Chapter Chapter 10 in Mathematics Education in Africa, 2022, pp 159-179 from Springer

Abstract: Abstract With the emergence of Covid-19 in South Africa in March 2020 and the subsequent lockdown restrictions, traditional universities looked to the University of South Africa for best practices regarding online teaching and learning. The Covid-19 lockdowns resulted in thousands of pre-service teachers in South African universities and colleges shifting and having to adapt at short notice to online learning. The outbreak caused students and lecturers to be thrust into online learning and teaching situations, with most of them having no prior training or preparation for the shift. For lecturers, the shift to online teaching represented monumental pedagogical and technical challenges, as they were expected to adopt and adapt to an online modality while rapidly learning to use various tools and maintaining the academic integrity of their institutions and modules. This chapter presents the autoethnographic experiences of four University of South Africa lecturers relating to teaching and administering learning and assessments for mathematics education modules. Within the qualitative research approach, we use a collaborative autoethnographic reflexivity approach to demonstrate the intersections between university society and self; the particular and the general; the personal and the politics of knowledge in the context of 4IR and the Covid-19 pandemic. Our experiences of online teaching and learning made us realise that the training of successful and effective mathematics teachers in online spaces during the pandemic is a complex and dynamic task, marked by issues of social justice, quality, equity, and academic inclusion, especially in a country as unequal as South Africa.

_Problem 1:_
In the chapter abstract, whose autoethnographic experiences does the chapter present?
_Problem 2:_
List the issues that the chapter abstract says mark the training of mathematics teachers in online spaces during the pandemic.
The lines after the chapter abstract are not needed for anything here.

_Dataset content:_

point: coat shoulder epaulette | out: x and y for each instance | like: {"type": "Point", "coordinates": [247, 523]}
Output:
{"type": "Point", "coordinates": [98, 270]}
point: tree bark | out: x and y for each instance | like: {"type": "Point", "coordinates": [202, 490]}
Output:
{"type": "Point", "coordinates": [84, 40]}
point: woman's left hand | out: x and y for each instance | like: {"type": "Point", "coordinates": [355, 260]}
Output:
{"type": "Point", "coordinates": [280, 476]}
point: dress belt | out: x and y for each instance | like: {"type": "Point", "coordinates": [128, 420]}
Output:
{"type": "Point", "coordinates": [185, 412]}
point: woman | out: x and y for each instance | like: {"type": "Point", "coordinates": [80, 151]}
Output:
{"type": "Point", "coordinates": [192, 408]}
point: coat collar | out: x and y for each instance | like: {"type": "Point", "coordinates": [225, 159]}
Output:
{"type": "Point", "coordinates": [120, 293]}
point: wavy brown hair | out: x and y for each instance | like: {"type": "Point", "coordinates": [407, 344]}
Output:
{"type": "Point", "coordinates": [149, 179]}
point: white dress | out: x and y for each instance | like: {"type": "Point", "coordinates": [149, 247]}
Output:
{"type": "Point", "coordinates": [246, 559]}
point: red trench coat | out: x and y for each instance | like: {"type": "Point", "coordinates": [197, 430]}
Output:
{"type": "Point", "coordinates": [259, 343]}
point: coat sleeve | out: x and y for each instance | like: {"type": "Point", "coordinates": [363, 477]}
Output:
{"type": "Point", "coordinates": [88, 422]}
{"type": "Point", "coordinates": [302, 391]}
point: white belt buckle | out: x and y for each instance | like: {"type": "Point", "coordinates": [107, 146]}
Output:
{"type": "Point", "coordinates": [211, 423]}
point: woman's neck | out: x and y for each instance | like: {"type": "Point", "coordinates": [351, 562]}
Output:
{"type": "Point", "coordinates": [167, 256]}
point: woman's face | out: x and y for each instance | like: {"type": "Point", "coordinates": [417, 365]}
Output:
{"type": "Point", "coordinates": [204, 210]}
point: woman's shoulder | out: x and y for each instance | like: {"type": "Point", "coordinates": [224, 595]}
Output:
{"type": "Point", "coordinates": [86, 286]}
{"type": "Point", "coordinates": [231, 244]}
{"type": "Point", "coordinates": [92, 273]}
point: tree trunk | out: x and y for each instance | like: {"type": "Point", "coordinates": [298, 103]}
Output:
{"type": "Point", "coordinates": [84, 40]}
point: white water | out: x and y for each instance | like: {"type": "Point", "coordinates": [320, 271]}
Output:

_Task answer 1:_
Those of four University of South Africa lecturers.

_Task answer 2:_
Social justice, quality, equity, academic inclusion